- Records for the task -
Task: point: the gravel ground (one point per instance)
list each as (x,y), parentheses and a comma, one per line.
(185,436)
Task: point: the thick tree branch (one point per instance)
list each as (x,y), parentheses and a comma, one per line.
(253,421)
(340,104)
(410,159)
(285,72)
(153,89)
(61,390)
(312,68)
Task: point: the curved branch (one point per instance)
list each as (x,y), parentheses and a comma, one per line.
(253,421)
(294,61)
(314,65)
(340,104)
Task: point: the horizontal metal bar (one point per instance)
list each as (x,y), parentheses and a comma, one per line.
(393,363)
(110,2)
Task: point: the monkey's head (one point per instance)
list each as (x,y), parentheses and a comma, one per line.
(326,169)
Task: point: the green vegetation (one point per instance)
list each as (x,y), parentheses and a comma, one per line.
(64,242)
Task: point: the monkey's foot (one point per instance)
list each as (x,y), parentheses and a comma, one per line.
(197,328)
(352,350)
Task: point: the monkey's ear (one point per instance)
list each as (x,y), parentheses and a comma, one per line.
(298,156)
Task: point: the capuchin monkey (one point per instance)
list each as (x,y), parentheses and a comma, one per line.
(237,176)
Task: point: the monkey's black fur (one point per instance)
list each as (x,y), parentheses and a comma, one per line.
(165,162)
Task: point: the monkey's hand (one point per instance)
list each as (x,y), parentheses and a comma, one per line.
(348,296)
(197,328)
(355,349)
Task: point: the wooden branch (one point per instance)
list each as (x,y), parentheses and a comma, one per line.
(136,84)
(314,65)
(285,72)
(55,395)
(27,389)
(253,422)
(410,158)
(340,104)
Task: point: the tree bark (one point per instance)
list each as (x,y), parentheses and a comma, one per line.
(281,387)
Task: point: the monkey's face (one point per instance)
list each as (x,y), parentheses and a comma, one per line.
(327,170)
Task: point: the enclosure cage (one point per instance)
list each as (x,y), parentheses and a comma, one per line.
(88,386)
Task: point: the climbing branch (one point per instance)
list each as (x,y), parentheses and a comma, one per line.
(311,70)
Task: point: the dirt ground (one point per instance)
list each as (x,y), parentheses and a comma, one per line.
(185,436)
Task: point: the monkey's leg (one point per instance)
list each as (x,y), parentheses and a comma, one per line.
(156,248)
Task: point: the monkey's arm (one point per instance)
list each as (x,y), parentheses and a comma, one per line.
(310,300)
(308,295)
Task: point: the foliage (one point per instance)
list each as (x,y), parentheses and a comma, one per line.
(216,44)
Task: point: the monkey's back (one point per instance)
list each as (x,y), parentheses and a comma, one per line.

- Task to carry out -
Give the listing above again in full, with no word altered.

- Response area -
Task: point: the gravel ground (one point per instance)
list each as (x,y), parentheses and a comma, one per line.
(185,436)
Task: point: the thick tree branch (one point per instance)
list each as (x,y), parentheses and a comma, one per line.
(253,421)
(340,104)
(410,159)
(285,72)
(153,89)
(61,390)
(312,68)
Task: point: the curved branch (one point per instance)
list each as (x,y), parentheses and a comma, one per line.
(253,421)
(294,61)
(314,65)
(340,104)
Task: point: the horizontal metal bar (one point per instance)
list each as (x,y), parentheses and a comma, one per line.
(393,363)
(110,2)
Task: point: the monkey's head (one point per instance)
list each as (x,y), parentheses and a comma, one per line.
(326,169)
Task: point: the green vegetation (one point per instance)
list each as (x,y), parentheses and a comma, one per line.
(64,242)
Task: point: the monkey's foot (one point per instance)
list each as (x,y), parentheses and a comma, one per line.
(197,328)
(352,350)
Task: point: the monkey's ear (one point per instance)
list each as (x,y), parentheses and a comma, one per line.
(298,156)
Task: point: the capuchin monkey (one point per instance)
list each as (x,y), parentheses and a comma, one per line.
(237,176)
Task: point: the monkey's black fur (one point per instance)
list each as (x,y), parentheses and a comma, one per line.
(165,162)
Task: point: the monkey's hand (one point per instance)
list each as (x,y), parentheses and a comma, one per line.
(348,296)
(197,328)
(355,349)
Task: point: the wooden branch (one point per instance)
list each as (x,y), parentheses and a comma, one per line.
(136,84)
(314,65)
(285,72)
(55,395)
(27,389)
(253,422)
(410,158)
(340,104)
Task: point: the tree bark (one point per instance)
list each as (x,y), parentheses and a comma, one per line.
(281,387)
Task: point: the monkey's face (one point per instance)
list each as (x,y), parentheses and a comma, one per line.
(327,170)
Task: point: the enclosure cage (one point per instance)
list each as (x,y), parentheses and a comma, one per line.
(88,386)
Task: point: the climbing branch (one point per instance)
list each as (x,y), parentheses and a comma, one per line.
(311,70)
Task: point: the dirt ground (one point per instance)
list each as (x,y), parentheses and a comma, one per line.
(185,436)
Task: point: the monkey's leg (one point per instance)
list each as (x,y), parentheses and a comma, one per line.
(156,248)
Task: point: the monkey's arm (one point per instance)
list each as (x,y), parentheses and a comma, one per line.
(310,300)
(308,295)
Task: point: the foliage (one point per instance)
list each as (x,y), parentheses and a comma, one per line.
(216,44)
Task: point: the monkey's back (one point per instance)
list each as (x,y), parentheses and a comma, one per line.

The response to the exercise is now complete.